TASK PROMPT> Please pick out each line of the data below that contains the word "driveway" and copy those lines.

# start of ENTRIES SHOWN

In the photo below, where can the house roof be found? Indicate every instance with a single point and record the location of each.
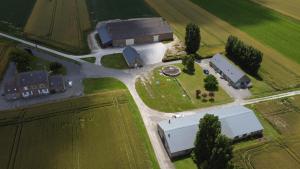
(230, 70)
(131, 56)
(32, 78)
(128, 29)
(235, 121)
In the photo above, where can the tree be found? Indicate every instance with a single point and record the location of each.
(192, 38)
(209, 130)
(212, 149)
(189, 64)
(56, 67)
(22, 60)
(211, 83)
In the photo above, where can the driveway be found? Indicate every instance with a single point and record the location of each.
(237, 94)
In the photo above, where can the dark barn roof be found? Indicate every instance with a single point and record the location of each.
(227, 68)
(129, 29)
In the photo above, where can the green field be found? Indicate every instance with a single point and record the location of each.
(115, 61)
(99, 131)
(115, 9)
(62, 24)
(14, 14)
(269, 27)
(176, 94)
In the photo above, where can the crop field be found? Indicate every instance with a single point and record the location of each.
(60, 23)
(14, 14)
(98, 131)
(284, 116)
(176, 94)
(4, 57)
(286, 7)
(115, 9)
(278, 71)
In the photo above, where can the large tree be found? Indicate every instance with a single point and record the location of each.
(211, 83)
(212, 149)
(192, 38)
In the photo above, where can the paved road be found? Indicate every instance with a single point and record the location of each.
(150, 117)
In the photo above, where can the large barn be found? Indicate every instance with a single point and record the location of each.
(178, 134)
(235, 77)
(120, 33)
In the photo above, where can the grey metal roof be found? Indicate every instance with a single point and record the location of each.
(132, 28)
(235, 121)
(132, 57)
(230, 70)
(32, 78)
(103, 34)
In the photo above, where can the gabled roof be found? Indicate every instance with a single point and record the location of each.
(132, 28)
(235, 121)
(230, 70)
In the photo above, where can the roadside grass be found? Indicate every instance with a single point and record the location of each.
(101, 130)
(62, 24)
(115, 61)
(269, 27)
(101, 10)
(14, 14)
(90, 59)
(286, 7)
(176, 94)
(278, 72)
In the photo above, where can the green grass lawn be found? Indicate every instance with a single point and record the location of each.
(273, 29)
(176, 94)
(115, 9)
(90, 59)
(115, 61)
(93, 85)
(103, 130)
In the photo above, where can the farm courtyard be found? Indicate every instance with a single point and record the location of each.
(101, 130)
(177, 94)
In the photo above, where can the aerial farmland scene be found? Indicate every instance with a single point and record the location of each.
(150, 84)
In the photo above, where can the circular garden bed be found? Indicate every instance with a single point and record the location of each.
(171, 71)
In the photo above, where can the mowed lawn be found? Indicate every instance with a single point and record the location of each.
(14, 14)
(60, 23)
(278, 71)
(115, 61)
(269, 27)
(101, 10)
(286, 7)
(176, 94)
(103, 130)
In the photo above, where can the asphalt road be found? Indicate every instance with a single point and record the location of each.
(149, 116)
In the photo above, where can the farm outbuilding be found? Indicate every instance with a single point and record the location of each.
(120, 33)
(132, 57)
(235, 77)
(178, 134)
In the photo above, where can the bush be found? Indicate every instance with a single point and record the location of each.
(211, 83)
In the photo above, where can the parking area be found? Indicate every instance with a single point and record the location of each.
(237, 94)
(74, 74)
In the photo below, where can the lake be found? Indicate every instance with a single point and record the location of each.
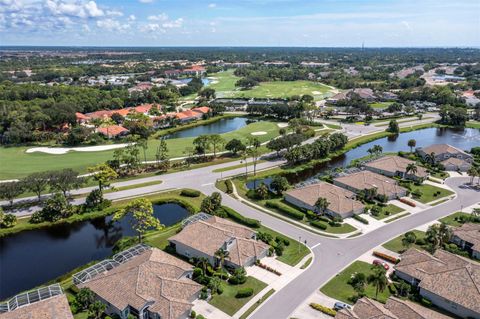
(32, 258)
(217, 127)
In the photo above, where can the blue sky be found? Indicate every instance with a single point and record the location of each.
(323, 23)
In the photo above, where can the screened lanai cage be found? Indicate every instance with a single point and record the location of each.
(30, 297)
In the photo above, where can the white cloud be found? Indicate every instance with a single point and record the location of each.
(158, 17)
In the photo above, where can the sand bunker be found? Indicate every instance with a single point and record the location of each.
(65, 150)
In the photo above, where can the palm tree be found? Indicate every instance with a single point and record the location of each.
(379, 279)
(411, 168)
(472, 172)
(221, 255)
(412, 143)
(321, 205)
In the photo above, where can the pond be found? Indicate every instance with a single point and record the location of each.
(217, 127)
(32, 258)
(464, 139)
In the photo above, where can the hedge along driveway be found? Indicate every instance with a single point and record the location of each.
(15, 163)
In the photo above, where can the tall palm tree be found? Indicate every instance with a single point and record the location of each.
(379, 279)
(221, 255)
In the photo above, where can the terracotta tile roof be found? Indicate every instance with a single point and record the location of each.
(367, 180)
(112, 130)
(341, 200)
(395, 164)
(442, 149)
(202, 109)
(154, 276)
(470, 233)
(208, 236)
(395, 308)
(447, 275)
(52, 308)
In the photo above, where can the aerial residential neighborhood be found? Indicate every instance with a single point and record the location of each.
(239, 159)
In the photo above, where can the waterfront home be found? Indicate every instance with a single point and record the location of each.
(394, 308)
(449, 281)
(467, 237)
(393, 165)
(144, 282)
(342, 202)
(364, 180)
(42, 303)
(204, 235)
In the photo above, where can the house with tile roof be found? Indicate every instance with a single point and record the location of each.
(394, 308)
(150, 284)
(467, 237)
(392, 165)
(449, 281)
(342, 202)
(452, 158)
(43, 303)
(363, 180)
(204, 237)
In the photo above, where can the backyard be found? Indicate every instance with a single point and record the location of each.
(339, 288)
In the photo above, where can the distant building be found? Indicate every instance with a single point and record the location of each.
(449, 281)
(43, 303)
(394, 308)
(393, 165)
(467, 237)
(342, 202)
(363, 180)
(204, 235)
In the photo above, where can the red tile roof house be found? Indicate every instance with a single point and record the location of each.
(143, 281)
(449, 281)
(342, 202)
(112, 131)
(204, 235)
(362, 180)
(43, 303)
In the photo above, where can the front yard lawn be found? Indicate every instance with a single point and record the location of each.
(388, 211)
(396, 243)
(338, 287)
(228, 303)
(430, 193)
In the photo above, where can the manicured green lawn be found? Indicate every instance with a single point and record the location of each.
(339, 288)
(16, 163)
(450, 219)
(396, 243)
(428, 192)
(227, 302)
(391, 209)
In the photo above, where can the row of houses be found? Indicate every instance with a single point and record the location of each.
(147, 282)
(155, 121)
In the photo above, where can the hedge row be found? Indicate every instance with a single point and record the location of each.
(325, 310)
(250, 222)
(190, 192)
(360, 219)
(318, 224)
(244, 293)
(287, 210)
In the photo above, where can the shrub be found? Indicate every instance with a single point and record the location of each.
(229, 186)
(249, 222)
(190, 193)
(287, 210)
(325, 310)
(360, 219)
(385, 256)
(318, 224)
(244, 293)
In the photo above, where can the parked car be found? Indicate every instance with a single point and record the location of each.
(381, 263)
(340, 305)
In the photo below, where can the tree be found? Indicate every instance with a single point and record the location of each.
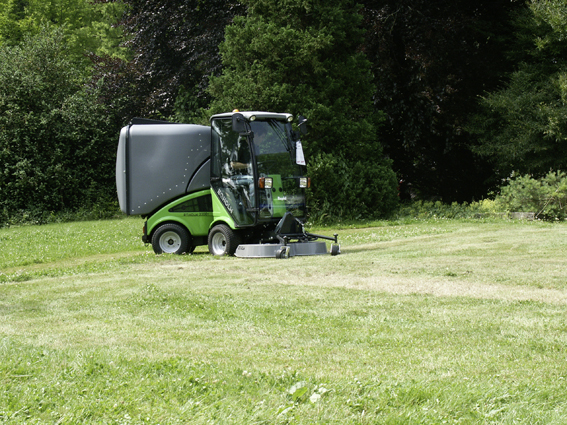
(303, 57)
(431, 61)
(175, 46)
(87, 25)
(523, 126)
(57, 145)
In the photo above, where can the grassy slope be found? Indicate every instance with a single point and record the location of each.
(423, 322)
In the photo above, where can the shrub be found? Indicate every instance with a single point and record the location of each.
(342, 189)
(546, 196)
(439, 210)
(57, 144)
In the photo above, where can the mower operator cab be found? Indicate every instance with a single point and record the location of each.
(257, 167)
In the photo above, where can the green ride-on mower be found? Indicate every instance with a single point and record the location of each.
(237, 186)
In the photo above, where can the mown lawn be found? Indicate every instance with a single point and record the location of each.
(420, 322)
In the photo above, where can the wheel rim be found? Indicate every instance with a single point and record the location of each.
(170, 242)
(218, 244)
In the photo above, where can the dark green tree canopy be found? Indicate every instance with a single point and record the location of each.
(523, 126)
(431, 61)
(175, 46)
(56, 142)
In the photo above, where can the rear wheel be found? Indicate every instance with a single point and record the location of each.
(171, 238)
(223, 240)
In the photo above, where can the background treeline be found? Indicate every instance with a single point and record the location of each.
(408, 99)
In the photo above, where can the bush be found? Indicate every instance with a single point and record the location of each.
(345, 190)
(438, 210)
(57, 144)
(546, 196)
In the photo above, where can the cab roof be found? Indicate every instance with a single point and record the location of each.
(258, 114)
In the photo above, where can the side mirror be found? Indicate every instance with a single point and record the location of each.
(239, 123)
(302, 123)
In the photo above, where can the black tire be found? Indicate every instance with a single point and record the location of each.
(171, 238)
(223, 240)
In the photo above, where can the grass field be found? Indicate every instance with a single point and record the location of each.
(416, 322)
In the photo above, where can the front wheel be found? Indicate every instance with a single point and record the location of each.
(171, 238)
(223, 240)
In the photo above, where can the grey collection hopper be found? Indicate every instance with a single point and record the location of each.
(158, 162)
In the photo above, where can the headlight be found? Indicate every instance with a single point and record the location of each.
(265, 182)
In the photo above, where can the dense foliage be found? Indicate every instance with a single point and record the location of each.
(175, 44)
(56, 142)
(523, 126)
(546, 197)
(307, 61)
(431, 61)
(86, 25)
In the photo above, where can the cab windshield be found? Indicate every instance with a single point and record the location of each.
(242, 164)
(275, 155)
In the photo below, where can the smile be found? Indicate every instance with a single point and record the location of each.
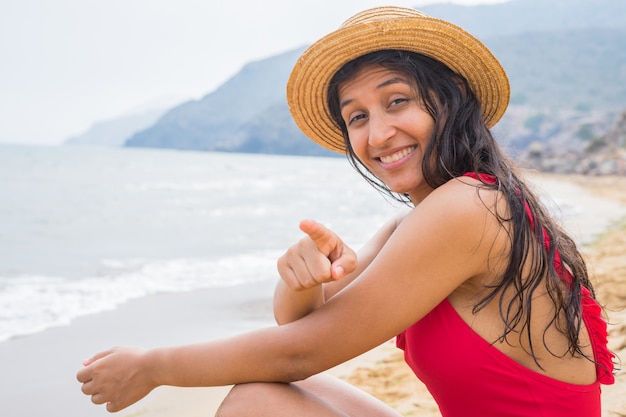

# end of ENTRIES SHOWN

SOLUTION FOR THIS PROBLEM>
In the photo above, where can the driveway be found? Indicate every instance with a single point and record the location of each.
In the photo above, where can the hedge along driveway be found? Indicate every instance with a single point and record the location of each.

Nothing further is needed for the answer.